**WORK REQUIRED**
Output exactly the span of lines beginning with the one that holds "Where in the photo above can the soldier's" and ending with the last line of the data below.

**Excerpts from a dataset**
Start of Block

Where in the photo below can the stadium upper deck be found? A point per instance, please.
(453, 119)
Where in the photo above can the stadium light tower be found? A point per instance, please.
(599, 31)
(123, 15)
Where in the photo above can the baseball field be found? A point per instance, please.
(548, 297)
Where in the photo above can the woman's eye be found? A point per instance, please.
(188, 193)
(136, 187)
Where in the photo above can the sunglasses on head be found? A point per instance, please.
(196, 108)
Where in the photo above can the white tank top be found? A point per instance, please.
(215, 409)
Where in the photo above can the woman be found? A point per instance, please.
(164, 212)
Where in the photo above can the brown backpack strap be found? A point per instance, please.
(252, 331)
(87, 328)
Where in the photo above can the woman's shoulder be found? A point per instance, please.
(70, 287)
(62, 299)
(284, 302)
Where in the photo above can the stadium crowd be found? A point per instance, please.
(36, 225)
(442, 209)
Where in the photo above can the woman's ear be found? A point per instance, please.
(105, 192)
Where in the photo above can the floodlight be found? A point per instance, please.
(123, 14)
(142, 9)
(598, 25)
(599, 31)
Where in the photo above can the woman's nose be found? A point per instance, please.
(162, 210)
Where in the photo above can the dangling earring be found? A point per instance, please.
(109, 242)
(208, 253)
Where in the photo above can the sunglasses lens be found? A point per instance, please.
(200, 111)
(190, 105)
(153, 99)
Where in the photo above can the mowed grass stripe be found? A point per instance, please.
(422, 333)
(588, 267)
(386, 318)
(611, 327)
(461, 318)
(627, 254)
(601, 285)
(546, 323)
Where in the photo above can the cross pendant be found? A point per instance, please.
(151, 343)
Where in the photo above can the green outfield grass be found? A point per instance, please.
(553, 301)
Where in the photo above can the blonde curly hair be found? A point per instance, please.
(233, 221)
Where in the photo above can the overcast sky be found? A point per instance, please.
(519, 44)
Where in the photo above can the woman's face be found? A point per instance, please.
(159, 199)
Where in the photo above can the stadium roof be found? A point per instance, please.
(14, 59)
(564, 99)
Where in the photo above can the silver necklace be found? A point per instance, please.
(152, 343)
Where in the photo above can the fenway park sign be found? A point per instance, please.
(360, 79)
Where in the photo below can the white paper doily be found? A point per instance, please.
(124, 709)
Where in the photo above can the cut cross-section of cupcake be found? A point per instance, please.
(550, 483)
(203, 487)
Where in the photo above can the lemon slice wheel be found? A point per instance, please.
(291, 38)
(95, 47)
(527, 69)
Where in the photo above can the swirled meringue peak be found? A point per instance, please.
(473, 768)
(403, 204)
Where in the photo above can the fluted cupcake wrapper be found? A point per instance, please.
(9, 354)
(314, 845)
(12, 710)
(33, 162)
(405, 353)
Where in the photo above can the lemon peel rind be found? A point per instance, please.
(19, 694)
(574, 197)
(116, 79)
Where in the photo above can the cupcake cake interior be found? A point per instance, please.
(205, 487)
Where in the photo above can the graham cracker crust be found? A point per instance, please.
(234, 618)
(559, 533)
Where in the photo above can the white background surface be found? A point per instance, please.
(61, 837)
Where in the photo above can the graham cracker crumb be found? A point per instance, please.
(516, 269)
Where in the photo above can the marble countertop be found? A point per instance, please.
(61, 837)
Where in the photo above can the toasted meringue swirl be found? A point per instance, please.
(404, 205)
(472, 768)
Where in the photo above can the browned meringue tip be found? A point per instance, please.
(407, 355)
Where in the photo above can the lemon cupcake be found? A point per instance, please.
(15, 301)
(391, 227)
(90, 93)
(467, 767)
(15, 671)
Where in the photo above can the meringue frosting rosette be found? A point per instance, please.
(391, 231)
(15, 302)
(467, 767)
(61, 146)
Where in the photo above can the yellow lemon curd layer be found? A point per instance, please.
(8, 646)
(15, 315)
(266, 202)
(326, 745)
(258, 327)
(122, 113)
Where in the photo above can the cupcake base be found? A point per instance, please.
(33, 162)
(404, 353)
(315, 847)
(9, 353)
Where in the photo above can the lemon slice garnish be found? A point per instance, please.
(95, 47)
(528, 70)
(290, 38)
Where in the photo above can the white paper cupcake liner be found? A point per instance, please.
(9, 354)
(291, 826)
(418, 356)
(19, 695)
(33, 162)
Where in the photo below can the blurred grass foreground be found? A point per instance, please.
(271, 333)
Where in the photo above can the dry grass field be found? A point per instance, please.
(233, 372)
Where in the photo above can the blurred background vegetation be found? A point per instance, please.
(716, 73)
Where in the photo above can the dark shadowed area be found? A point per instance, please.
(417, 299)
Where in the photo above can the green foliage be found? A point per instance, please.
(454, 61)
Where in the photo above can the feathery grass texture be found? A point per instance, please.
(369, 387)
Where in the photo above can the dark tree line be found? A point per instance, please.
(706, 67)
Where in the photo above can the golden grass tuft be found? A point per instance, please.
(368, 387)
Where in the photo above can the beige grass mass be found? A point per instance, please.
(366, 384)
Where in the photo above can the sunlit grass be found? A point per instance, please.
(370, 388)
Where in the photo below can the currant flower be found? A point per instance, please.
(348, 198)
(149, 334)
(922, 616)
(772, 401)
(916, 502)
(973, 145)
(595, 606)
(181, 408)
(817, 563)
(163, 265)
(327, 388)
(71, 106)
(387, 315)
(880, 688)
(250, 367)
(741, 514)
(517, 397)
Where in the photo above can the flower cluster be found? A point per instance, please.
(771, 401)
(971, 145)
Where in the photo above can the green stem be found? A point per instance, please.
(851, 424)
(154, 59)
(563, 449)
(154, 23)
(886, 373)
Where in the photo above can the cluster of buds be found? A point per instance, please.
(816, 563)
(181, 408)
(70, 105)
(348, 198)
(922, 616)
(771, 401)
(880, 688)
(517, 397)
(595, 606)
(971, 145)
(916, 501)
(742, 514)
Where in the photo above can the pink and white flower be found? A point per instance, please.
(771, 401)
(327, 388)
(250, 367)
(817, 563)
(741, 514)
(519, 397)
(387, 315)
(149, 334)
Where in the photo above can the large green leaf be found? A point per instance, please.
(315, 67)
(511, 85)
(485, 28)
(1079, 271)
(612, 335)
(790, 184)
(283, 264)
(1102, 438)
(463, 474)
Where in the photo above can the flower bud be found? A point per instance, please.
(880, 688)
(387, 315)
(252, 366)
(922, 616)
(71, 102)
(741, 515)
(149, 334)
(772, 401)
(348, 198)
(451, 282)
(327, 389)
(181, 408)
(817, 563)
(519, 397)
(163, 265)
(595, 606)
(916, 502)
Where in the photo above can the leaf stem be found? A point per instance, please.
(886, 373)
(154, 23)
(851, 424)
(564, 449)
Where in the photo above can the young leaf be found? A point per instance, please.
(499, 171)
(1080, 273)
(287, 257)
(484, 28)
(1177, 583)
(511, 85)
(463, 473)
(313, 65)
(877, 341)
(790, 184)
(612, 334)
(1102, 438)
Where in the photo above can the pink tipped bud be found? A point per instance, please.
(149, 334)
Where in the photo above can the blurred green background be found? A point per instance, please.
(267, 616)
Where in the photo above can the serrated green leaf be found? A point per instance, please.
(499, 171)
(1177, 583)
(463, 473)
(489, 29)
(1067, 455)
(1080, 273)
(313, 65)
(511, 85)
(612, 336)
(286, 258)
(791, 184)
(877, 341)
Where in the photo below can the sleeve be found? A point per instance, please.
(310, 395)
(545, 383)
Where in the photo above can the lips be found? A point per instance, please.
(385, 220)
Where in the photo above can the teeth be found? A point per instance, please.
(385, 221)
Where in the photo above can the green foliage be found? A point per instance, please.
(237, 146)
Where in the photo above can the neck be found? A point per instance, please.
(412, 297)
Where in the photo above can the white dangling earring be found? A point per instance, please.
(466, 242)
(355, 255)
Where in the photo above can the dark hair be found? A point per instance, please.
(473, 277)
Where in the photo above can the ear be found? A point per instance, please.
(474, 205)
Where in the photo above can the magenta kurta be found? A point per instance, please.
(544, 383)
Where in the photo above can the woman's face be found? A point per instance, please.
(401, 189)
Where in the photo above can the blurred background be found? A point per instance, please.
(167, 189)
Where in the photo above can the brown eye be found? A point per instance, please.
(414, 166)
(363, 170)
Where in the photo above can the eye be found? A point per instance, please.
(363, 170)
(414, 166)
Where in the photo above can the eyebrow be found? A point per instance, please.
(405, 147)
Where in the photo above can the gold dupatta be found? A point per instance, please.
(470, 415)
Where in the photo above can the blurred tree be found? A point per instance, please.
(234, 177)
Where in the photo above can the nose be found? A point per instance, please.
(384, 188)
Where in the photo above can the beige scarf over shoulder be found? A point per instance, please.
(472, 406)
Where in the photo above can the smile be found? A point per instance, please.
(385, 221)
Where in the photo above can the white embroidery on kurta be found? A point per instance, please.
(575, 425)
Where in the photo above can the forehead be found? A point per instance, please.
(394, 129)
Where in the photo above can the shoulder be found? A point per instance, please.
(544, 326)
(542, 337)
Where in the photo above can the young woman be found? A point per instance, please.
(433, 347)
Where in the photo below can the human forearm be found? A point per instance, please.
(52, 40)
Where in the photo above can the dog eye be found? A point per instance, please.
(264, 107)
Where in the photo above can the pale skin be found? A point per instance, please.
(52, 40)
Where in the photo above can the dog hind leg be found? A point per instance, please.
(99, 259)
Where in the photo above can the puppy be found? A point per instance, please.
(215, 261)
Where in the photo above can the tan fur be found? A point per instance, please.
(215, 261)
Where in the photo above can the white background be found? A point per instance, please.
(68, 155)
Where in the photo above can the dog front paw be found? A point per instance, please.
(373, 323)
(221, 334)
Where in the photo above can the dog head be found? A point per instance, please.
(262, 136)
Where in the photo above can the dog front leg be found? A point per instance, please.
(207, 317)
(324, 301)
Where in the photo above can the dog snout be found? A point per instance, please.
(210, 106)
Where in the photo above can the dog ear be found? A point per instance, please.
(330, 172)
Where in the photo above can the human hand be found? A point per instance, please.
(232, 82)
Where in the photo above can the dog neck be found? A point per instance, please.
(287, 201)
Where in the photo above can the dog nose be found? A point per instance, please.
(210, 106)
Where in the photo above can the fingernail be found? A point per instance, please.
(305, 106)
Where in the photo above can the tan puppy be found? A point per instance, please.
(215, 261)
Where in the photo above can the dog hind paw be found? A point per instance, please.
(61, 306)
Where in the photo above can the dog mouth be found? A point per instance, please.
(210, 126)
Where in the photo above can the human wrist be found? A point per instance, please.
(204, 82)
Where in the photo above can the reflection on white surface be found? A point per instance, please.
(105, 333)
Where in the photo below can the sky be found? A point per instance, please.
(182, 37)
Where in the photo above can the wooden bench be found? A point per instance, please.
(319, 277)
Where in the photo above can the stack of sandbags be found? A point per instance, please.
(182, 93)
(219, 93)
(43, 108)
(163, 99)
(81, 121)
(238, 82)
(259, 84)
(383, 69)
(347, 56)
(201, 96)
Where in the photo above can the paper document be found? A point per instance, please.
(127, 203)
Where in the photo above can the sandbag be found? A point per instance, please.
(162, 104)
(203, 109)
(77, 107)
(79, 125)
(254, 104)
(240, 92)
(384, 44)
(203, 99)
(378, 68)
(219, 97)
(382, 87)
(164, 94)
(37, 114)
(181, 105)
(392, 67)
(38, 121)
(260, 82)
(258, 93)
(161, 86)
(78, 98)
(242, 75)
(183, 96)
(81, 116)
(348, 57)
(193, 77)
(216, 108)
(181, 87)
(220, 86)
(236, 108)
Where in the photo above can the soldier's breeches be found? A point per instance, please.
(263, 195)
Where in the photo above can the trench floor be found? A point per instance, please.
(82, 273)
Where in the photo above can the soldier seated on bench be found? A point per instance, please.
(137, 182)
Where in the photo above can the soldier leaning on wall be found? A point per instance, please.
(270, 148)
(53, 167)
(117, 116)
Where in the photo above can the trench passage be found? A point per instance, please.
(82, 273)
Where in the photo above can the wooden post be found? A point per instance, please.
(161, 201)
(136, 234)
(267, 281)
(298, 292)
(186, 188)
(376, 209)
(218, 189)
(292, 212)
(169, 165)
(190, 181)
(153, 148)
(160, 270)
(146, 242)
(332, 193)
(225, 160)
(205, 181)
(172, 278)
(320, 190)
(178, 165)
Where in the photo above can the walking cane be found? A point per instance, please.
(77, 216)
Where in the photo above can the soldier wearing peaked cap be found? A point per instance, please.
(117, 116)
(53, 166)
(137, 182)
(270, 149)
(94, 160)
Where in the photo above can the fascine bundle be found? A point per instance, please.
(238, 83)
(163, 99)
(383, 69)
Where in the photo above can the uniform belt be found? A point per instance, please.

End of Block

**WRITTEN ANSWER**
Where in the photo above can the soldier's breeches be found? A point per instance, please.
(263, 195)
Where in the photo above can the trench floor be found? A point per instance, please.
(82, 273)
Where in the photo above can the soldier seated on bench be found? A point per instance, please.
(137, 182)
Where in the photo above can the soldier leaning on wall be found? A point per instance, please.
(270, 148)
(53, 167)
(117, 116)
Where in the photo above can the trench passage be found? A point per instance, please.
(82, 273)
Where in the photo above can the wooden post be found? A point per instance, please.
(161, 201)
(136, 234)
(267, 281)
(298, 292)
(186, 188)
(376, 209)
(218, 189)
(292, 212)
(169, 165)
(190, 181)
(153, 148)
(160, 270)
(146, 242)
(332, 193)
(225, 160)
(205, 181)
(172, 278)
(320, 190)
(178, 165)
Where in the photo above can the walking cane be found? A point per instance, please.
(77, 216)
Where in the photo above can the soldier wearing peaked cap be found? A point per instance, please.
(117, 116)
(53, 166)
(137, 182)
(270, 149)
(94, 160)
Where in the photo above can the fascine bundle be found? A point per instance, please.
(238, 83)
(163, 99)
(383, 69)
Where in the photo above can the uniform belt be found? A point per instance, please.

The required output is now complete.